• [Work to do]:
1/ Output a passage of the story word for word, beginning at the words "My dad, John" and stopping after "name was Janet).".
2/ From the rows, return the lines beginning at the line that has "Pin each instance of the woman" and stopping after the line that has "column 245, row 541", reproducing each one precisely.

• [Text]:
:::::

Looking Back: Send us your story

Stephen Webb’s story:
click on a photo to enlarge 
(open in a new window)
from Stephen Webbfrom Stephen Webbfrom Stephen Webb
from Stephen Webbfrom Stephen Webbfrom Stephen Webb

Hello

I hope you don’t mind me sending this email to you, and that it’s not a directly business-related matter. But when I looked at your website I was delighted to see there is an image gallery featuring photos from days gone by at Bonners.

 

I have recently been going through boxes of stuff after my mother died last year and among many, many photographs I found those I have attached.

 

My dad, John Webb, worked as a mover for Bonners in the early 1960s, and possibly late 50s. He’s the dark haired chap in the photos, sitting in the passenger seat in the van in one, and standing in front of the van with cigarette in hand in the other. In the photograph in the cab, the chubby little lad sitting on dad’s lap is me; I think the guy at the steering wheel is Len Gadney, who was a family friend for some years into the 1970s. I don’t know who the other man is in some of the photos, the one with slightly fair hair, wearing a jacket and apron. The only other name I know from dad’s Bonners days was Mick Wales, who is not in the photos, but I know mum and dad kept in touch him with for a while (Mick’s wife’s name was Janet).

:::::

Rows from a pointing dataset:

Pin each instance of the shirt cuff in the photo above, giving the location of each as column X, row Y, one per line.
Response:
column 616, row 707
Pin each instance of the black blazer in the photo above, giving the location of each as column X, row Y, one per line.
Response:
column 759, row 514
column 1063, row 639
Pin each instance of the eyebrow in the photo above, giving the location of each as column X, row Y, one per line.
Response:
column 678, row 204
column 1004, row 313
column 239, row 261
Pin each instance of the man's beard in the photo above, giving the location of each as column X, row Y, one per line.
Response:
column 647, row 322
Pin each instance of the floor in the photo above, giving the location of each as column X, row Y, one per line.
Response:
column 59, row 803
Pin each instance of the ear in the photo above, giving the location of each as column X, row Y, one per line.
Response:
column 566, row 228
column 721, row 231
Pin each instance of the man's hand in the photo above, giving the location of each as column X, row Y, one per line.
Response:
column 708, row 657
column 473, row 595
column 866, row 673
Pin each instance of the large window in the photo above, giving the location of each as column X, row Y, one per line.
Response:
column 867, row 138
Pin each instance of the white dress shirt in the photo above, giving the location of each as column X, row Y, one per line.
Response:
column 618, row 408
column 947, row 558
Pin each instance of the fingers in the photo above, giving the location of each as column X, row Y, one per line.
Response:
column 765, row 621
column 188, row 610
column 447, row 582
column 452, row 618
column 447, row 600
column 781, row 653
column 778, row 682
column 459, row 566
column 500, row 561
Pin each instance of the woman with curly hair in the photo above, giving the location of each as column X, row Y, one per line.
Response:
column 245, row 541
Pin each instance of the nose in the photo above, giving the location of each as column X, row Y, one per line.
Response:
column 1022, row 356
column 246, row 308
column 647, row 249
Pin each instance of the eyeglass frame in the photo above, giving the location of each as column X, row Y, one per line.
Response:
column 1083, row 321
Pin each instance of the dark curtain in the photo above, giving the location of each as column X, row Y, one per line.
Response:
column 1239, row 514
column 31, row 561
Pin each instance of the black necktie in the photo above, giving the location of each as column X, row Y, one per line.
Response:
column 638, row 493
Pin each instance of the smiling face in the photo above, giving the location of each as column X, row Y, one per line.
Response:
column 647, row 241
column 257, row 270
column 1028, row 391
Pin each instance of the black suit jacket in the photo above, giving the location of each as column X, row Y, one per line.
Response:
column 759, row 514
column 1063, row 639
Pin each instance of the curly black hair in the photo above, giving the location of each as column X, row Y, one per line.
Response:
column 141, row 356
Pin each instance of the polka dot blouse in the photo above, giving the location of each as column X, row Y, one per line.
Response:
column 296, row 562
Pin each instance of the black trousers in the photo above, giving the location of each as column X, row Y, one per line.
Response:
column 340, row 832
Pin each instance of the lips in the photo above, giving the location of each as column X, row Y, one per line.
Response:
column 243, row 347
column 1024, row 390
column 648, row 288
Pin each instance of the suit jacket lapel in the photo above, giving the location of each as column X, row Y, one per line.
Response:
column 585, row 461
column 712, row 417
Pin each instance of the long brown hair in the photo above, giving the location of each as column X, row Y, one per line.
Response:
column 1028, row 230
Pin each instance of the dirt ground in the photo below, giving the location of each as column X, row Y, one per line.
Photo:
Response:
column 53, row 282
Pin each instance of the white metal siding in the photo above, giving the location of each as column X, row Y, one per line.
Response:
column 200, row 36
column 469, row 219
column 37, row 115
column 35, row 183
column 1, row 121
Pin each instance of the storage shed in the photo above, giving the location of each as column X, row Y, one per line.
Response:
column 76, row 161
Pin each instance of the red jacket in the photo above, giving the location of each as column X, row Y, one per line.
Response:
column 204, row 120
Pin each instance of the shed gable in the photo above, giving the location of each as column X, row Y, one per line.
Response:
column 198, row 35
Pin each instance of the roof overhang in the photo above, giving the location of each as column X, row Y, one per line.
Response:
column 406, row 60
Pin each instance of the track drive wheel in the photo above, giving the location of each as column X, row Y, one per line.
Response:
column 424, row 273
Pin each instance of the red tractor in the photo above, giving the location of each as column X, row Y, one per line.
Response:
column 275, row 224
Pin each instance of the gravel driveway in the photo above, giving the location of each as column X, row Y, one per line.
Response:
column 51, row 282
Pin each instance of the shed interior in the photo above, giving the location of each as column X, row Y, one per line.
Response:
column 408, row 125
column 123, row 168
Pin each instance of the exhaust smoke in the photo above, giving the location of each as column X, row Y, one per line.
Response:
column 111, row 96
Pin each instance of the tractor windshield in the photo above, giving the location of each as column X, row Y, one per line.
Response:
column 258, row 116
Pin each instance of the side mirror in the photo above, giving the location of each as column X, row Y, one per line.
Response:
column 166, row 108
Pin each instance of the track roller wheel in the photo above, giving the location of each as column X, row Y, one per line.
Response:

:::::

• [Responses to the tasks]:
1/
My dad, John Webb, worked as a mover for Bonners in the early 1960s, and possibly late 50s. He’s the dark haired chap in the photos, sitting in the passenger seat in the van in one, and standing in front of the van with cigarette in hand in the other. In the photograph in the cab, the chubby little lad sitting on dad’s lap is me; I think the guy at the steering wheel is Len Gadney, who was a family friend for some years into the 1970s. I don’t know who the other man is in some of the photos, the one with slightly fair hair, wearing a jacket and apron. The only other name I know from dad’s Bonners days was Mick Wales, who is not in the photos, but I know mum and dad kept in touch him with for a while (Mick’s wife’s name was Janet).

2/
Pin each instance of the woman with curly hair in the photo above, giving the location of each as column X, row Y, one per line.
Response:
column 245, row 541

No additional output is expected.